> _WHAT TO WORK ON_:
Copy out all the entries exactly.

— Begin DATA SUPPLIED —

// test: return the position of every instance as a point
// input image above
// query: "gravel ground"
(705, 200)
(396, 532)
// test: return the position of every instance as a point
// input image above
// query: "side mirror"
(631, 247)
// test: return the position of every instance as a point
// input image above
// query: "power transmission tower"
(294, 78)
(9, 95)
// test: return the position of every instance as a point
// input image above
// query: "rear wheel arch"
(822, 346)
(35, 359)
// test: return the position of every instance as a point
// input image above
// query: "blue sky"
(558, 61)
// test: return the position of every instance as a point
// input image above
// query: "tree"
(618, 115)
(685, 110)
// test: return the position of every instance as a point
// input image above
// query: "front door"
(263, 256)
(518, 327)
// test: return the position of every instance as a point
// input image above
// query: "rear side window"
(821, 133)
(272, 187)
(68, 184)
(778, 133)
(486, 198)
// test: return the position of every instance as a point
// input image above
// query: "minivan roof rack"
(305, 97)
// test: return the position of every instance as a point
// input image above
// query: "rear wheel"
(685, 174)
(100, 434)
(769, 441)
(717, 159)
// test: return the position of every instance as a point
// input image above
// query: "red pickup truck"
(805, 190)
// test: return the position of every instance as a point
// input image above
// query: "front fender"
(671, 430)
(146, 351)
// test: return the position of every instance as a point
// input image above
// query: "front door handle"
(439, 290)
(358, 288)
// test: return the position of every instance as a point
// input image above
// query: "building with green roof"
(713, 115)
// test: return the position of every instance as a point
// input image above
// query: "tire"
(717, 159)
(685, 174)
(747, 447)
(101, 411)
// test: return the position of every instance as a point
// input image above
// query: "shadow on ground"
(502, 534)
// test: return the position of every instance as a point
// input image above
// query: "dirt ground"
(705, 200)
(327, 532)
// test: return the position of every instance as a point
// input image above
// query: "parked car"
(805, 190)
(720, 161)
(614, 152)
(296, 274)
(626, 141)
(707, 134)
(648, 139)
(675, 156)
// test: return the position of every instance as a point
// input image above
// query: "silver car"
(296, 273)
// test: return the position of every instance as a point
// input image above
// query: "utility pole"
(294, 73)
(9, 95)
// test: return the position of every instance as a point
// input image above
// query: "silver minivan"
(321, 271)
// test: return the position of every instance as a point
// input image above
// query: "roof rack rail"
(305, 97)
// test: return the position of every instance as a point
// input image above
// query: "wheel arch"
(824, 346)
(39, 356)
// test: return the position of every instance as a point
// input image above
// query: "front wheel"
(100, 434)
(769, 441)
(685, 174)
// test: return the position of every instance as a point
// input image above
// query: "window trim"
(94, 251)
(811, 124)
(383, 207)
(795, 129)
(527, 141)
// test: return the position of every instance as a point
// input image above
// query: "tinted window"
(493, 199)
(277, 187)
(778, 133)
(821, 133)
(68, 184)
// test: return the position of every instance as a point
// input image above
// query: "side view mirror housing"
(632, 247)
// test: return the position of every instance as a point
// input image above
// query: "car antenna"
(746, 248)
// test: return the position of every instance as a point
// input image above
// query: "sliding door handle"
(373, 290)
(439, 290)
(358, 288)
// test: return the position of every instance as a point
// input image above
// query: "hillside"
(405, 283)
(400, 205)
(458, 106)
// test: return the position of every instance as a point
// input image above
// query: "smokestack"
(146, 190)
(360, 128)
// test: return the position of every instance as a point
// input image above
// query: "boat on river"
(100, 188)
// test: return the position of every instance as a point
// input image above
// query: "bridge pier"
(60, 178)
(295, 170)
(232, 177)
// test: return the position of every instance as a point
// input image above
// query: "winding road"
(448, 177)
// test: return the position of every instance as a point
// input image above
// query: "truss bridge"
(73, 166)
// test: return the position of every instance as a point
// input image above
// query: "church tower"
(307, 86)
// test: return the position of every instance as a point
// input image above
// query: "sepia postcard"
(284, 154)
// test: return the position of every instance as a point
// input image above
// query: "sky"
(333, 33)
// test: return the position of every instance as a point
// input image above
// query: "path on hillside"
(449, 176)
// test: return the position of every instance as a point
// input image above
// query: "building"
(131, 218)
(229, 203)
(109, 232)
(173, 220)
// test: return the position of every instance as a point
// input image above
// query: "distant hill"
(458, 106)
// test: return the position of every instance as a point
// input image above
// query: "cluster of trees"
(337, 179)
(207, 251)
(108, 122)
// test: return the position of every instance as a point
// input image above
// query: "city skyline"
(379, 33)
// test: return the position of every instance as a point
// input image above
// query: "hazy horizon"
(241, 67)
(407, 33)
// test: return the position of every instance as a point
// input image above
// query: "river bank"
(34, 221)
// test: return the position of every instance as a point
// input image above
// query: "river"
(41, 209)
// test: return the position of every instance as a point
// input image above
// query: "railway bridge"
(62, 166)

— End DATA SUPPLIED —

> _ANSWER TO THIS EXERCISE_:
// test: return the position of every instance as a point
// input image above
// query: "gravel ground"
(705, 200)
(396, 532)
// test: return the position of every instance as a point
// input image above
// query: "side mirror"
(631, 247)
// test: return the position of every instance as a point
// input image above
// query: "power transmission tower"
(294, 78)
(9, 95)
// test: return the position of every instance as a point
// input image above
// query: "rear wheel arch"
(822, 346)
(35, 359)
// test: return the position of every instance as a point
// input image above
// query: "blue sky"
(558, 61)
// test: return the position of every instance as a point
// input image above
// query: "tree"
(618, 115)
(685, 110)
// test: return the position of every instance as a point
// input image above
// query: "front door"
(263, 256)
(518, 327)
// test: return the position of every instance as a point
// input image above
// query: "rear side window"
(821, 133)
(272, 187)
(68, 184)
(778, 133)
(486, 198)
// test: return the position of every instance as a point
// input image above
// query: "minivan roof rack"
(305, 97)
// test: return the position of every instance as a point
// input image above
// query: "rear wheel"
(685, 174)
(100, 434)
(769, 441)
(717, 159)
// test: return the position of every instance as a point
// input image above
// query: "red pickup truck"
(805, 190)
// test: return the position of every instance as a point
// input image above
// query: "front fender"
(671, 430)
(146, 351)
// test: return the position of every instance as a point
// input image above
// query: "front door handle"
(439, 290)
(358, 288)
// test: return the position of every instance as a point
// input image above
// query: "building with green roof"
(713, 115)
// test: return the position of every instance as a point
// input image above
// query: "tire"
(717, 159)
(685, 174)
(747, 447)
(101, 411)
// test: return the position of every instance as a point
// input image above
// query: "shadow on ground"
(502, 534)
// test: return the position of every instance as a point
// input image above
// query: "dirt ground"
(705, 200)
(327, 532)
// test: return the position of every instance as a point
// input image above
// query: "parked car"
(805, 190)
(720, 161)
(614, 152)
(296, 274)
(626, 141)
(707, 134)
(648, 139)
(675, 156)
// test: return the position of every instance as a point
// input image above
// query: "silver car"
(296, 273)
// test: return the position of every instance as a point
// input image above
// query: "utility pole"
(294, 73)
(9, 95)
// test: return the position of every instance as a point
// input image above
// query: "silver minivan"
(321, 271)
// test: return the position of every instance as a point
// input image above
// query: "roof rack rail"
(305, 97)
// test: return the position of every instance as a point
// input image above
// query: "wheel arch"
(824, 346)
(39, 356)
// test: return the position of every instance as a point
// input image above
// query: "front wheel"
(100, 434)
(769, 441)
(685, 174)
// test: return the position of every instance as a point
// input image above
// query: "window trim"
(94, 251)
(811, 124)
(383, 207)
(795, 129)
(527, 141)
// test: return the position of every instance as a point
// input image above
// query: "tinted window"
(493, 199)
(277, 187)
(778, 133)
(821, 133)
(68, 184)
// test: return the position of every instance as a point
// input image above
// query: "side view mirror housing"
(632, 247)
// test: return the position of every instance as a point
// input image above
// query: "car antenna"
(746, 248)
// test: return the position of every instance as a point
// input image above
// query: "sliding door handle"
(373, 290)
(439, 290)
(358, 288)
// test: return the position of every instance as a point
// input image above
// query: "hillside"
(405, 283)
(400, 205)
(458, 106)
// test: return the position of every instance as a point
// input image above
// query: "smokestack"
(146, 190)
(360, 128)
// test: return the position of every instance as a point
// input image above
// query: "boat on river"
(100, 188)
// test: return the position of every instance as a point
// input image above
// query: "bridge pier"
(60, 178)
(295, 170)
(232, 177)
// test: return the position of every instance as a point
// input image above
// query: "winding road"
(448, 177)
// test: return the position of every instance as a point
// input image above
// query: "truss bridge"
(73, 166)
// test: return the position of every instance as a point
// input image above
// query: "church tower"
(307, 86)
// test: return the position of every instance as a point
// input image above
// query: "sepia postcard"
(284, 154)
// test: return the position of every instance as a point
// input image above
// query: "sky"
(333, 33)
// test: return the position of every instance as a point
// input image above
// query: "path on hillside"
(449, 176)
// test: return the position of every instance as a point
// input image above
// query: "building"
(131, 218)
(229, 203)
(109, 232)
(173, 220)
// test: return the position of every instance as a point
// input image above
// query: "distant hill"
(458, 106)
// test: return the position of every instance as a point
// input image above
// query: "cluster of trees"
(337, 179)
(207, 251)
(108, 122)
// test: return the position of every instance as a point
// input image above
// query: "city skyline"
(379, 33)
// test: return the position of every instance as a point
// input image above
// query: "hazy horizon"
(241, 67)
(407, 33)
// test: return the position of every instance as a point
// input image above
// query: "river bank"
(34, 221)
// test: return the position of every instance as a point
// input image above
// query: "river"
(41, 209)
// test: return the position of every instance as a point
// input image above
// query: "railway bridge"
(62, 166)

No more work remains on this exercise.